* _Instructions for the task_
Please report how many of the lines below contain the string "outputs", with case counting, and reply with the number alone.
# # # # # # #
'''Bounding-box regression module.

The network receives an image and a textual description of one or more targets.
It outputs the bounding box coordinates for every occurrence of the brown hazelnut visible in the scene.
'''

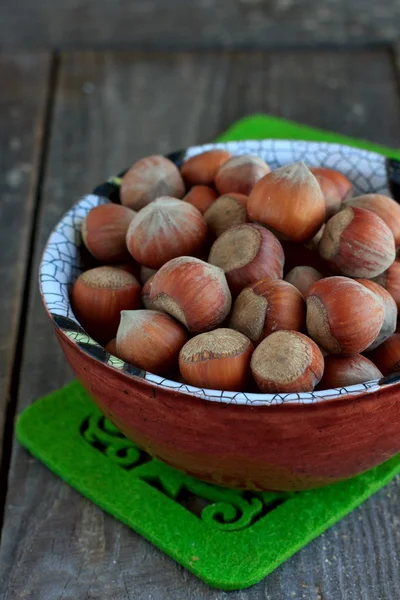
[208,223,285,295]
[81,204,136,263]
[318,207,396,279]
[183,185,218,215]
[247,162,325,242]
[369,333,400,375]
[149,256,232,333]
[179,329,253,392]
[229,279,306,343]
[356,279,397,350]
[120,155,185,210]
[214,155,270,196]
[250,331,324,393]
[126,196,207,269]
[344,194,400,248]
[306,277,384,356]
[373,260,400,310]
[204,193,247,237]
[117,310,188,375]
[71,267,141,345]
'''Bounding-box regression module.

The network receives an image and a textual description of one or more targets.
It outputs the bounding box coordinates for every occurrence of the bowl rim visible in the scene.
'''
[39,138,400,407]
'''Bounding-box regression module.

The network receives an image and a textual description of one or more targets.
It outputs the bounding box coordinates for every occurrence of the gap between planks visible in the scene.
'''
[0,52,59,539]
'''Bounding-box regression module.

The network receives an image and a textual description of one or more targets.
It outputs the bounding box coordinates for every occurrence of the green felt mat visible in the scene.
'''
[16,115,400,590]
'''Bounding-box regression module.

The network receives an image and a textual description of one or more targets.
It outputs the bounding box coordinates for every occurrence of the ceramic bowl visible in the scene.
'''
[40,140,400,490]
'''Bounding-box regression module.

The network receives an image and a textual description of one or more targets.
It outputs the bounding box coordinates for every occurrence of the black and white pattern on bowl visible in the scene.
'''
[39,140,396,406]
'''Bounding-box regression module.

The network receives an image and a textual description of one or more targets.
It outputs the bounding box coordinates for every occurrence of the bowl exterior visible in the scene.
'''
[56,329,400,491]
# # # # # # #
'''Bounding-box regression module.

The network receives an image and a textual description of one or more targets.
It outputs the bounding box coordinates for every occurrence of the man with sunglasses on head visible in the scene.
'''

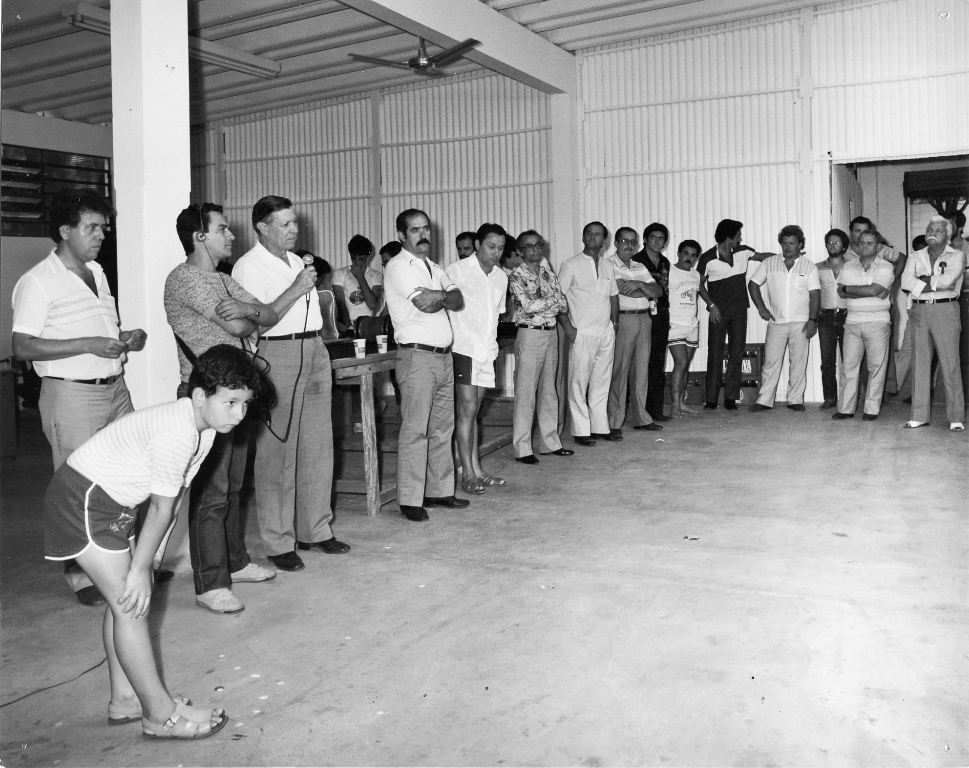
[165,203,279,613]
# # # # # # #
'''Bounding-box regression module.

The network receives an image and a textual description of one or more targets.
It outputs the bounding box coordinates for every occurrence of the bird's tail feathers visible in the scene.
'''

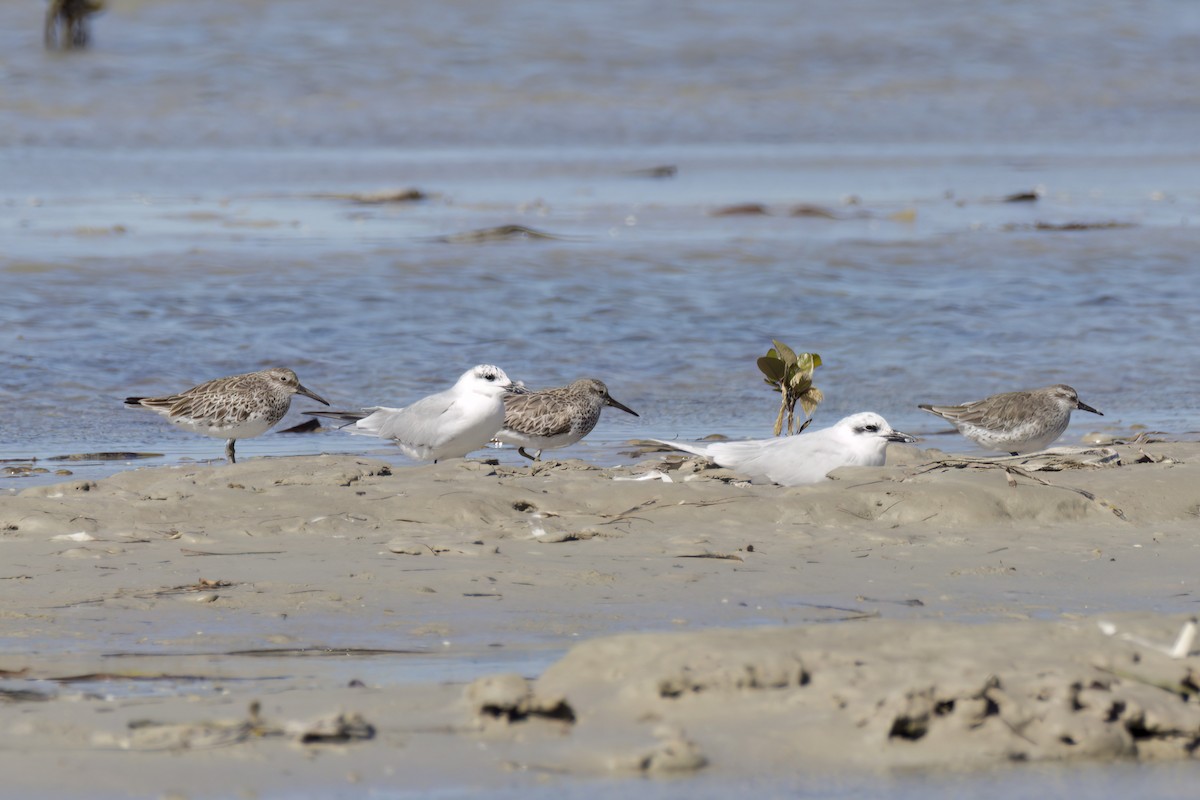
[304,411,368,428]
# # # # # # #
* _Solution for this problem_
9